Requirements: How many lines in the records below contain the string "landing"? Case counts, so match capitals exactly, and reply with the number alone.
════════
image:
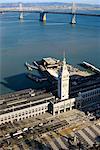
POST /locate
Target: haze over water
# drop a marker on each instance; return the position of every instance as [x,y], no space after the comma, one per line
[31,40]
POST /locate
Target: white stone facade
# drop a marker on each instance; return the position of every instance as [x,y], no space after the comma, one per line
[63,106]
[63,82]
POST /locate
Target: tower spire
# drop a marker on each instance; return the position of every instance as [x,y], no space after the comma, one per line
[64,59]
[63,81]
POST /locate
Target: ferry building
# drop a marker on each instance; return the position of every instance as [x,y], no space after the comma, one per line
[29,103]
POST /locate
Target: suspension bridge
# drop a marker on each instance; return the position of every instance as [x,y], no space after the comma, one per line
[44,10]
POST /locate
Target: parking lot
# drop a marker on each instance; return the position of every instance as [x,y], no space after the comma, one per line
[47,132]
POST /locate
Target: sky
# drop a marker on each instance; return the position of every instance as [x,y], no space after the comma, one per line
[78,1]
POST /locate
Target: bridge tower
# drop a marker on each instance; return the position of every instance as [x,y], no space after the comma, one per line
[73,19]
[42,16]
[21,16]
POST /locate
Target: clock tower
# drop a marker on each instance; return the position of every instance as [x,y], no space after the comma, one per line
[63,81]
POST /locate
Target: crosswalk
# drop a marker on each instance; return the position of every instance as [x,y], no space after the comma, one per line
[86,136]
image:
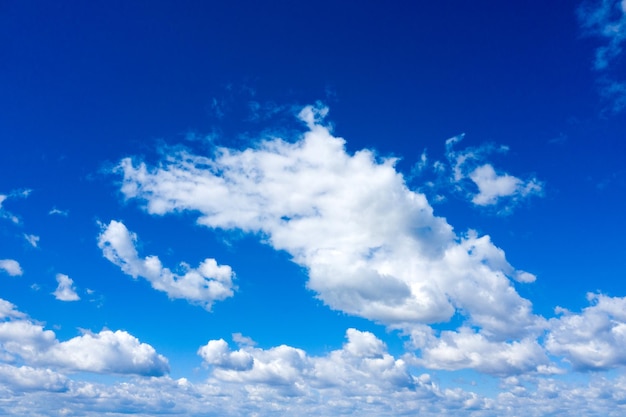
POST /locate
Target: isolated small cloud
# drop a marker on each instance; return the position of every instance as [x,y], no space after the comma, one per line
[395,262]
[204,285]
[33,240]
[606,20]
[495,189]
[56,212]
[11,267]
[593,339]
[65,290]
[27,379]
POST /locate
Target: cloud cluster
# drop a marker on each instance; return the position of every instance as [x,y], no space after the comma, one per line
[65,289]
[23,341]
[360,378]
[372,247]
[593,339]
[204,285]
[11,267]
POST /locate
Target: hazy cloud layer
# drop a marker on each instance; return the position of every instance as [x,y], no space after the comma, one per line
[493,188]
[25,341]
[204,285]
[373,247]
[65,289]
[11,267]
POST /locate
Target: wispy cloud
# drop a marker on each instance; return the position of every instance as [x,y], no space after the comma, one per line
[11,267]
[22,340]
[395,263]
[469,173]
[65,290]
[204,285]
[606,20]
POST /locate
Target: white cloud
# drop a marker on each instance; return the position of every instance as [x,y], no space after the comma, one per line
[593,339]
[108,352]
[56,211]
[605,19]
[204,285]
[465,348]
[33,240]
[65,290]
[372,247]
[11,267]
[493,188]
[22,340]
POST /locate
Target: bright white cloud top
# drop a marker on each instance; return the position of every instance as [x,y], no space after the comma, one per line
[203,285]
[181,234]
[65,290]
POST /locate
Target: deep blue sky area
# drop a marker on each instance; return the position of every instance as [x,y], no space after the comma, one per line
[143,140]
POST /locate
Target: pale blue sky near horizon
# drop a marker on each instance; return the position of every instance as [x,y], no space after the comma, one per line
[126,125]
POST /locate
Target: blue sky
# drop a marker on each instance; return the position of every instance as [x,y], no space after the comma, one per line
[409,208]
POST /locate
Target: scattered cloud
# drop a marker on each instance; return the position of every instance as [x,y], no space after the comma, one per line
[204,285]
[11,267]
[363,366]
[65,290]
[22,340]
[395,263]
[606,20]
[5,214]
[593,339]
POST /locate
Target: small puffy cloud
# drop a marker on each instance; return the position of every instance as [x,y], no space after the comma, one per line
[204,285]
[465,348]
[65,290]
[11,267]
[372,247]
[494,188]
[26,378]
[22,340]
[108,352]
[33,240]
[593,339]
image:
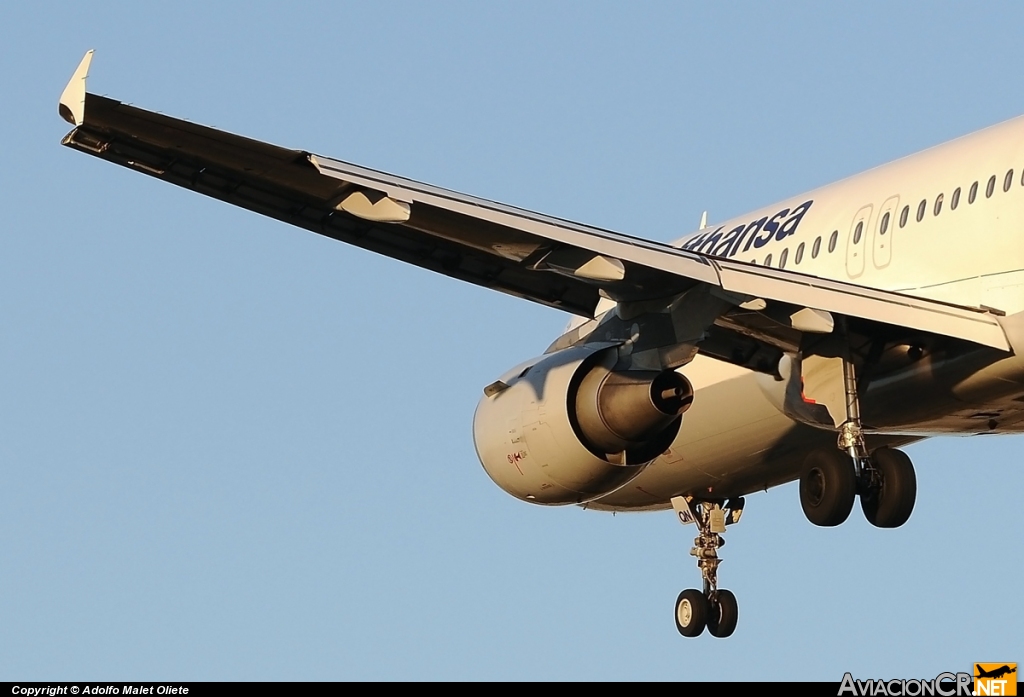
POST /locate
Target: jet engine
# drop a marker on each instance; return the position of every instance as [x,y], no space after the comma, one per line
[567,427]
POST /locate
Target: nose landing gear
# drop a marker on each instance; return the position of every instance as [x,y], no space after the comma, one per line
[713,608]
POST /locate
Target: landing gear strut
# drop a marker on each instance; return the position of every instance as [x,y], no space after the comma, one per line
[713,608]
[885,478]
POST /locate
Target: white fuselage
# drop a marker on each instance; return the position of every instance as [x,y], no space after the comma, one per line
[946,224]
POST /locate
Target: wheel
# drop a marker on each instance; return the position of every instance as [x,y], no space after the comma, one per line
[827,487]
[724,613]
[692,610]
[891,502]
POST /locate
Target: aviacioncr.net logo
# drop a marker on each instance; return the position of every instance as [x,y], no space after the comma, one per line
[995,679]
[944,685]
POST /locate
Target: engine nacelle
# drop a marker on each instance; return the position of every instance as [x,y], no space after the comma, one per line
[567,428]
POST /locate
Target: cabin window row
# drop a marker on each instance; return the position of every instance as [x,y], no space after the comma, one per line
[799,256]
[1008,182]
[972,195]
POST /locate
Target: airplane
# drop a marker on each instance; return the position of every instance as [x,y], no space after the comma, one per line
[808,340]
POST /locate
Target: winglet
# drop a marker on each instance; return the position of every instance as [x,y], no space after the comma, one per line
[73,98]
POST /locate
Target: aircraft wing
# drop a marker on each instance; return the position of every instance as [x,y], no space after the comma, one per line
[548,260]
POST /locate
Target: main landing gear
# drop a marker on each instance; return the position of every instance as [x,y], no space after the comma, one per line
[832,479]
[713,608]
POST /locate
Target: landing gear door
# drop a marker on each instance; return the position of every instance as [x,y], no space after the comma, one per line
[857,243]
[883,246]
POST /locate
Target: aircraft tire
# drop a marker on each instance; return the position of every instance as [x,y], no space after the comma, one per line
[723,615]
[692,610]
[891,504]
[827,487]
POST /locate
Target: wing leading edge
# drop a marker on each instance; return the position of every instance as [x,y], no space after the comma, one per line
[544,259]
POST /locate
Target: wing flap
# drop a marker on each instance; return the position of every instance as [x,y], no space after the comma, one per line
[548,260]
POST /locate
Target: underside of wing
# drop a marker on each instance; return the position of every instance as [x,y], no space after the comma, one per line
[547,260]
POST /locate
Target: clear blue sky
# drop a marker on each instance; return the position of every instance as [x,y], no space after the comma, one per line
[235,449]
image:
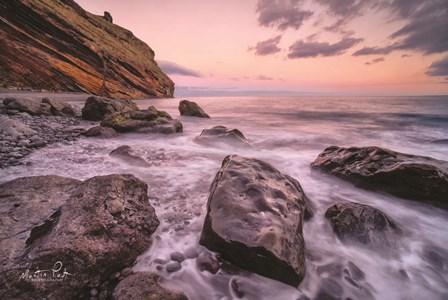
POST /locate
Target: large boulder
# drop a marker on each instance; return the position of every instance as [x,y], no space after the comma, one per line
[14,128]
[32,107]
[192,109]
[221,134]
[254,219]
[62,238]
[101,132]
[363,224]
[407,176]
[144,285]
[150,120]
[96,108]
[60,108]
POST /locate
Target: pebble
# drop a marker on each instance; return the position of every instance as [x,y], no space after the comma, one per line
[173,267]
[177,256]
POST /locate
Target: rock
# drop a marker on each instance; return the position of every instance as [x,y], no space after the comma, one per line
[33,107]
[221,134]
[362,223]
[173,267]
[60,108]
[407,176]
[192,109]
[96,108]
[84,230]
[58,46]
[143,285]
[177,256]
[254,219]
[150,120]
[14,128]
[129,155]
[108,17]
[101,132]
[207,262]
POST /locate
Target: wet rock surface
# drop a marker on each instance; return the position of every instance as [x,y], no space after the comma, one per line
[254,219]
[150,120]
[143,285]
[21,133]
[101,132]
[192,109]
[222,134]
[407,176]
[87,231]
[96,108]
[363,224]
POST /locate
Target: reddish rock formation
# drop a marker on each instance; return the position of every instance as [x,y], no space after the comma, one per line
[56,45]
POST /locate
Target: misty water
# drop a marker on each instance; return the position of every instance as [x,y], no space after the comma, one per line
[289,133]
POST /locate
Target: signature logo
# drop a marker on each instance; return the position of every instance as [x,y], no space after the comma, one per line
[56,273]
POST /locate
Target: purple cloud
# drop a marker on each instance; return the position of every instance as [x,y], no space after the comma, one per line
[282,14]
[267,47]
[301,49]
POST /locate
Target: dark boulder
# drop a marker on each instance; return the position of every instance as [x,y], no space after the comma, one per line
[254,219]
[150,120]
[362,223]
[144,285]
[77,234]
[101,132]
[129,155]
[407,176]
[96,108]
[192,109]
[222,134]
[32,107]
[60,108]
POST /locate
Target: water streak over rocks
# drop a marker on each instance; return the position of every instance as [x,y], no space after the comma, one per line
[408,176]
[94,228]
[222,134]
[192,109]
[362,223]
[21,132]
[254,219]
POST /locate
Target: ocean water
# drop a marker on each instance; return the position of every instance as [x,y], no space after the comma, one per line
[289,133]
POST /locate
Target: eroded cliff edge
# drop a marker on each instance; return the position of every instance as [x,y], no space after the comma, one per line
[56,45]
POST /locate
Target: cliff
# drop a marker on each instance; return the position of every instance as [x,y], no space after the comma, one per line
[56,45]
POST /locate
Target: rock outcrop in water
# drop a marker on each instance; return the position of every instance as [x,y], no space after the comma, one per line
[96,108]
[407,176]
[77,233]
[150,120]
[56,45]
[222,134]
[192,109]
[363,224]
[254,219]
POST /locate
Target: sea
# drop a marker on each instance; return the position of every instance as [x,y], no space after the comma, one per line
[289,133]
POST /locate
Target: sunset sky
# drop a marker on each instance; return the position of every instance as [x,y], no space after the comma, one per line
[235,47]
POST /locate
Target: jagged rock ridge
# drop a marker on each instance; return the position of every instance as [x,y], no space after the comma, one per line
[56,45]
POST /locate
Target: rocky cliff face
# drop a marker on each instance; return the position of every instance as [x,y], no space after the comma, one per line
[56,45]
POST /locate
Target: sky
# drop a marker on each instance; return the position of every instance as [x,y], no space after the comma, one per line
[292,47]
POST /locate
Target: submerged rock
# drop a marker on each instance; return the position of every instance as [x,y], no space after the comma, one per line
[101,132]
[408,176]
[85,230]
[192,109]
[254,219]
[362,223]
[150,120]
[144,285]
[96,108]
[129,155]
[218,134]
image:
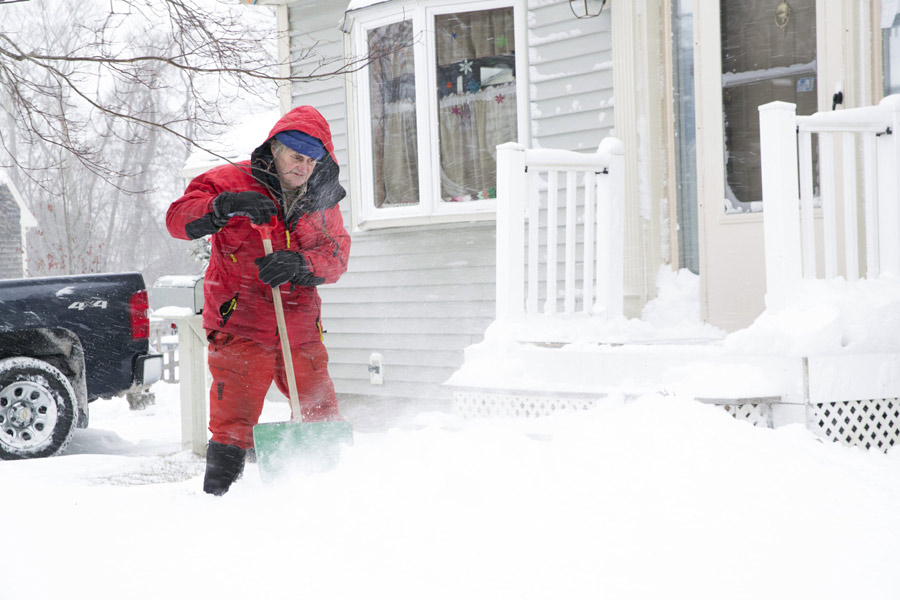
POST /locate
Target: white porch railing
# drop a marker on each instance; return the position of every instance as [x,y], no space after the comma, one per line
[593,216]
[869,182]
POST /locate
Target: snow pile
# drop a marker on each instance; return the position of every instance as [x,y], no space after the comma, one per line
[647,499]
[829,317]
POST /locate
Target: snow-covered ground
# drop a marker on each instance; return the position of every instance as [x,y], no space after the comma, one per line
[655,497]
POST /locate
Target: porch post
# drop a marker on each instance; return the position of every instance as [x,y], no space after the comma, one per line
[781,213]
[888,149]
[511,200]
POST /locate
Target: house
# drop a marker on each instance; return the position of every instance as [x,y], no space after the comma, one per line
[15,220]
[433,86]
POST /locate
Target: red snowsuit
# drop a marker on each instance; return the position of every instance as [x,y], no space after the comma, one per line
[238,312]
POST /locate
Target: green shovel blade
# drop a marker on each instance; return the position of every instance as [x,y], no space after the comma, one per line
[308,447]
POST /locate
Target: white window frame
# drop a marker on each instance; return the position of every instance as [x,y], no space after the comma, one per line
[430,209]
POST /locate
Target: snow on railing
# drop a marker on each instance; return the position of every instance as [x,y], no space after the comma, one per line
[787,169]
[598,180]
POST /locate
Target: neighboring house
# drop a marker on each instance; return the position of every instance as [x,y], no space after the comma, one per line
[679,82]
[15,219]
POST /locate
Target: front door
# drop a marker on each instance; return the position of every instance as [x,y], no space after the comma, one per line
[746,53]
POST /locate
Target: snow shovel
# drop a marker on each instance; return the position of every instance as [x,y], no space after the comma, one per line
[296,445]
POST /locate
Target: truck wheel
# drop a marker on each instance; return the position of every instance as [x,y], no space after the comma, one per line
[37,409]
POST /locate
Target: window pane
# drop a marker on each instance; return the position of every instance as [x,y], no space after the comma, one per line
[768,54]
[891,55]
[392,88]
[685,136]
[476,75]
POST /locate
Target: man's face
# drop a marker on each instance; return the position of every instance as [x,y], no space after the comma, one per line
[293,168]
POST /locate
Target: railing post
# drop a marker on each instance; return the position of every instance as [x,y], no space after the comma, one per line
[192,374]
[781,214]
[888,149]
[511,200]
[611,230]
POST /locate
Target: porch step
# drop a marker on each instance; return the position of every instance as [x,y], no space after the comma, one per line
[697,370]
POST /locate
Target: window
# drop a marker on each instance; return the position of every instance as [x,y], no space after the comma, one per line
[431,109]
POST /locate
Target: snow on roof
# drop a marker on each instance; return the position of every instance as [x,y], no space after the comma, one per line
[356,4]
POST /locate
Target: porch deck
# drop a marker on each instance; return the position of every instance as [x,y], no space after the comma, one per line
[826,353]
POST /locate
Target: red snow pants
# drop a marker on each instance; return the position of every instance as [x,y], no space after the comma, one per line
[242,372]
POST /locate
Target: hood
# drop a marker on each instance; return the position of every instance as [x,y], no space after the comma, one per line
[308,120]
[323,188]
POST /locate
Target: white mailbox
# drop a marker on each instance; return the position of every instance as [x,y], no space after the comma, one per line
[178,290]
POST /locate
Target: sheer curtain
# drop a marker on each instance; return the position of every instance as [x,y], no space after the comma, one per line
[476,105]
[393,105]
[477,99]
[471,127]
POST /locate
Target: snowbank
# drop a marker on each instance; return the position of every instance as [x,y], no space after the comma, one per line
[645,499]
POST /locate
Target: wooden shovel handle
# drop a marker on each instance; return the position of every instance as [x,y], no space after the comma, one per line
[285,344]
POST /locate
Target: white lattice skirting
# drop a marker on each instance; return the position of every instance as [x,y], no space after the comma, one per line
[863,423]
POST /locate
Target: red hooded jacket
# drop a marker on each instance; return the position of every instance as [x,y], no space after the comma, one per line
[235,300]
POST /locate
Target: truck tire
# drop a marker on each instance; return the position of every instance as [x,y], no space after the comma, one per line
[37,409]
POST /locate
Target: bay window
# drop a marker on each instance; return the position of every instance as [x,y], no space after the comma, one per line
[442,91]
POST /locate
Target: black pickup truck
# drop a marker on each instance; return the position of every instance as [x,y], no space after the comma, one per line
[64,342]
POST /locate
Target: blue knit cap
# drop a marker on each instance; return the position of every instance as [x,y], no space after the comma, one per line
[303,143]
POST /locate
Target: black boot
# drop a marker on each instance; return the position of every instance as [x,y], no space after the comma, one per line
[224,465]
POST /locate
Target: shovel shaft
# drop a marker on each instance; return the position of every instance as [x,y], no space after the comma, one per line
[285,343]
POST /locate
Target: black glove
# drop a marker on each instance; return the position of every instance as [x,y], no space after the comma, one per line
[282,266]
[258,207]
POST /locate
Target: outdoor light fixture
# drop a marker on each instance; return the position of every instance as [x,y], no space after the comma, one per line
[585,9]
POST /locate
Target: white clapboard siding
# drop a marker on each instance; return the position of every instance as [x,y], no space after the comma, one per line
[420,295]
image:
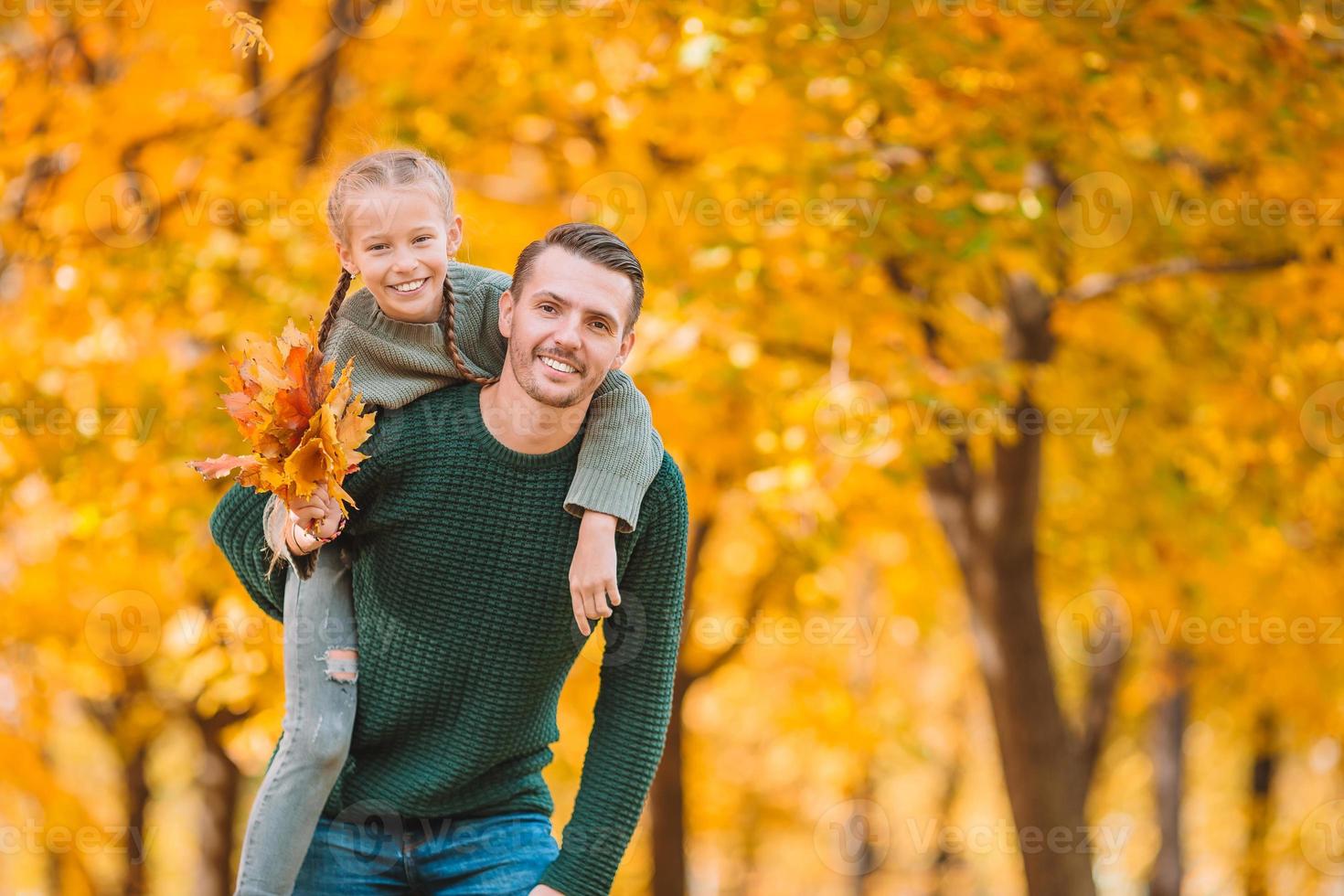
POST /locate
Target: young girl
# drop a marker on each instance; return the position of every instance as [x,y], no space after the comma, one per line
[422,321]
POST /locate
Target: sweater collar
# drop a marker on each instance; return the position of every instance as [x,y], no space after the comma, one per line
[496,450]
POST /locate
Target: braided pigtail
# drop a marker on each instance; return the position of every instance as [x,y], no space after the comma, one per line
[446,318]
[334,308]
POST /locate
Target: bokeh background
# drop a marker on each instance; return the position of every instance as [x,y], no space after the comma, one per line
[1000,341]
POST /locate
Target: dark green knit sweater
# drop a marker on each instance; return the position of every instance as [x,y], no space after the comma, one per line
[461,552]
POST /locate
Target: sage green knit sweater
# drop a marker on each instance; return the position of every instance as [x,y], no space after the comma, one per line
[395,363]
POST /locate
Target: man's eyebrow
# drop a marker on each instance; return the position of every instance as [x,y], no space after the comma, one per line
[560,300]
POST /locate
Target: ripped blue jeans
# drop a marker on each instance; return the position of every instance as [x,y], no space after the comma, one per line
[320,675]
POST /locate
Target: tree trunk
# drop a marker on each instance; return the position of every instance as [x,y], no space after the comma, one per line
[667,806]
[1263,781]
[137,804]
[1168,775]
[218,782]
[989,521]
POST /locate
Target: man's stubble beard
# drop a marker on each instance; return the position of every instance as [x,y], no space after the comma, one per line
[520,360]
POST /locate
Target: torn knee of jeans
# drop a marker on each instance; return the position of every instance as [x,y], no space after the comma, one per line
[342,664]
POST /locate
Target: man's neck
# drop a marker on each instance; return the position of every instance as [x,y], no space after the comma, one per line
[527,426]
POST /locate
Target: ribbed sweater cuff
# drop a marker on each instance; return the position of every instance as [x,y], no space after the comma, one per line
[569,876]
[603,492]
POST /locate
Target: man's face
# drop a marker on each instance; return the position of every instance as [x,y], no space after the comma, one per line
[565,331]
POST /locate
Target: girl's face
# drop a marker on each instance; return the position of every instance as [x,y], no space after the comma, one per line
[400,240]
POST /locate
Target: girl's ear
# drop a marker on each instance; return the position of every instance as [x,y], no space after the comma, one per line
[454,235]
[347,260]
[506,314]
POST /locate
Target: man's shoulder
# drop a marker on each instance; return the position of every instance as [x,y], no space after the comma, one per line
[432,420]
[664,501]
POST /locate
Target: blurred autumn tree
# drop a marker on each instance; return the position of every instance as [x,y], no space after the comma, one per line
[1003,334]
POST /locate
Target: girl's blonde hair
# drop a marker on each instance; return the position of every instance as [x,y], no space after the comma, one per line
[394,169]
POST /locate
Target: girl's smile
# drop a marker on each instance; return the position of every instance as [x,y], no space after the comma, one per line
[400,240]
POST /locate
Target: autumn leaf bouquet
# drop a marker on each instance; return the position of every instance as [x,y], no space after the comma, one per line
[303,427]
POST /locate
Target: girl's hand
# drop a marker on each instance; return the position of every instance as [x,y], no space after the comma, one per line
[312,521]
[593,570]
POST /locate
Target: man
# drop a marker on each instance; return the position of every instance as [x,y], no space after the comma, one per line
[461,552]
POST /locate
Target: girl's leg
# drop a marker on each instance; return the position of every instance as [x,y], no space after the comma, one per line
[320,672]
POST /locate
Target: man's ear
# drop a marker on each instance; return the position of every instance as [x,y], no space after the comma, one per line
════════
Answer to this task: 4